Given request → In the material that follows, take the lines from the one containing "Could you please annotate the bare" through the end and reproduce them with "annotate" swapped for "mark" and nothing else altered.

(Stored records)
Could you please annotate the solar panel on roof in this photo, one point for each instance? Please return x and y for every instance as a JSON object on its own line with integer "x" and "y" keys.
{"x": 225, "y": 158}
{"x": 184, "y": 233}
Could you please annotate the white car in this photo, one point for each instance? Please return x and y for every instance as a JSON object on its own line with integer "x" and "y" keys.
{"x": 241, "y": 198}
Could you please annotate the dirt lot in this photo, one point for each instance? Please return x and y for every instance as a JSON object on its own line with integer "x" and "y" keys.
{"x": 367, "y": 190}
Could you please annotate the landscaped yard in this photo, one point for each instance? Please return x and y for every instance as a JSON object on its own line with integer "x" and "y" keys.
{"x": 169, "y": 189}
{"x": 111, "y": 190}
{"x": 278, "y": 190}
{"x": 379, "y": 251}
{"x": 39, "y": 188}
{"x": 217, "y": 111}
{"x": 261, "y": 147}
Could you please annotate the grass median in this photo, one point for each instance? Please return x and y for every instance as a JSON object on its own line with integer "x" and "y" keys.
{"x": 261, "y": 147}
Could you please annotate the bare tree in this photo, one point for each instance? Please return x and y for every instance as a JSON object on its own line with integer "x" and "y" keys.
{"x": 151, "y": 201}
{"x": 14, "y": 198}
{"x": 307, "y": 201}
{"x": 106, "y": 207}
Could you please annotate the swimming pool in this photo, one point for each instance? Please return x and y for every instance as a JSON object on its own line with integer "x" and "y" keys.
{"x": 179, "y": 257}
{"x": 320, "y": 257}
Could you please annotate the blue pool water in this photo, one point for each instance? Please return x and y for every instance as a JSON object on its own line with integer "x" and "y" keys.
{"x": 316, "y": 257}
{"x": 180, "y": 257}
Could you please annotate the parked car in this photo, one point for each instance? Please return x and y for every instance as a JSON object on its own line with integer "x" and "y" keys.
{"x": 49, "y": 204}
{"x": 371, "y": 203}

Solution to this problem →
Could you please mark the bare tree in this photo, one point for each instance? Please return x and y for every instance as a JSON object on its own line with integer "x" and "y" keys.
{"x": 151, "y": 201}
{"x": 14, "y": 198}
{"x": 307, "y": 201}
{"x": 106, "y": 207}
Could you please mark the swimming pool in this photo, one point for each instance? Please return x and y for every instance as a JSON object on its own line with integer "x" and "y" keys.
{"x": 179, "y": 257}
{"x": 320, "y": 257}
Could you please mark the blue pool water in this photo, one point for each instance? Please return x and y for every instance as a JSON object on its own line with integer "x" and "y" keys.
{"x": 316, "y": 257}
{"x": 180, "y": 257}
Could you please mark the parked car in this photo, one point for each instance? Please return x and y for every instance as a JSON object on its own line with integer "x" and "y" keys.
{"x": 49, "y": 204}
{"x": 371, "y": 203}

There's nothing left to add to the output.